** BEGIN Source material **

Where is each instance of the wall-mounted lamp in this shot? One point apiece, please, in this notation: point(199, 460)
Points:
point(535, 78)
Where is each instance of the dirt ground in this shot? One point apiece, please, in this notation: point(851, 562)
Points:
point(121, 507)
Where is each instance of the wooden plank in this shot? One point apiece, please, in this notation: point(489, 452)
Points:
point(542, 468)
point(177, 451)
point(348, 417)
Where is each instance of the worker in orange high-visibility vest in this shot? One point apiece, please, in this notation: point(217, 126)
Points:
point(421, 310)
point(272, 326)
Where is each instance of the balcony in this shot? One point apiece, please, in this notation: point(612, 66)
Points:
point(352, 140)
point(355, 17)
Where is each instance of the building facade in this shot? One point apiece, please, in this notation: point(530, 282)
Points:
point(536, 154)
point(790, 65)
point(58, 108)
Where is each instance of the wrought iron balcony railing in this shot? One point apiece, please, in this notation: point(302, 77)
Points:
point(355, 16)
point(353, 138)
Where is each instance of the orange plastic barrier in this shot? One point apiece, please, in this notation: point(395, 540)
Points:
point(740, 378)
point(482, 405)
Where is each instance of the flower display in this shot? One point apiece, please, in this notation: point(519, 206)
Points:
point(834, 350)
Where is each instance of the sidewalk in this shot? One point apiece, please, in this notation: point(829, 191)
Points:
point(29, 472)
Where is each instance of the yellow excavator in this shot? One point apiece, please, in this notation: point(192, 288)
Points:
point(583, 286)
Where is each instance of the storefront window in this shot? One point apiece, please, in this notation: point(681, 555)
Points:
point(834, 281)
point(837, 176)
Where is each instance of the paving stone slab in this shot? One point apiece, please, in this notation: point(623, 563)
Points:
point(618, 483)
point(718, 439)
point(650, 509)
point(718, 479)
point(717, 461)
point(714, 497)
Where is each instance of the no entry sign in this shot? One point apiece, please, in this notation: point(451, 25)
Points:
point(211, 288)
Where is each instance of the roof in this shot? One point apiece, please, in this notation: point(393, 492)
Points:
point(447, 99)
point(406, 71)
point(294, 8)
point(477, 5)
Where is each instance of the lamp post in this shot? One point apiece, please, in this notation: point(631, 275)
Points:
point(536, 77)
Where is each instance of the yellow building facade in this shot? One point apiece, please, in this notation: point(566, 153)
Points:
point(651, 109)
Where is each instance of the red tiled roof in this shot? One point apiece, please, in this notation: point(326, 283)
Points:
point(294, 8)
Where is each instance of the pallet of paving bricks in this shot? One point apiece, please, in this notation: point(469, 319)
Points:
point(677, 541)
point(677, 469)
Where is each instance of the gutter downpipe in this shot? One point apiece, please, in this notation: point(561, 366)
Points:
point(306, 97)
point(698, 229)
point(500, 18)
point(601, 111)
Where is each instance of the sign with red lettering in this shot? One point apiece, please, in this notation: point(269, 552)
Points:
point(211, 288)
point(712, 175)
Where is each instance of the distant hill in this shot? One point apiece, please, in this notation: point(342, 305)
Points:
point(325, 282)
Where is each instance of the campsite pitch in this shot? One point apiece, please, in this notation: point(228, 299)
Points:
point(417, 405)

** END Source material **

#### Set problem:
Copy out the lines of the items above verbatim, starting at the line that contains "Where is each instance of the orange" and ending at the line that contains "point(29, 472)", with both of those lines included.

#### Full response:
Where is each instance of the orange plastic barrier in this shot? One point apiece, please, in this notation: point(395, 540)
Points:
point(740, 378)
point(482, 405)
Where is each instance of the flower display in this shot? One point apiece, please, in this notation: point(519, 206)
Points:
point(834, 350)
Where is each instance of the sidewalk in this shot? One point apiece, please, in this notation: point(829, 191)
Points:
point(29, 472)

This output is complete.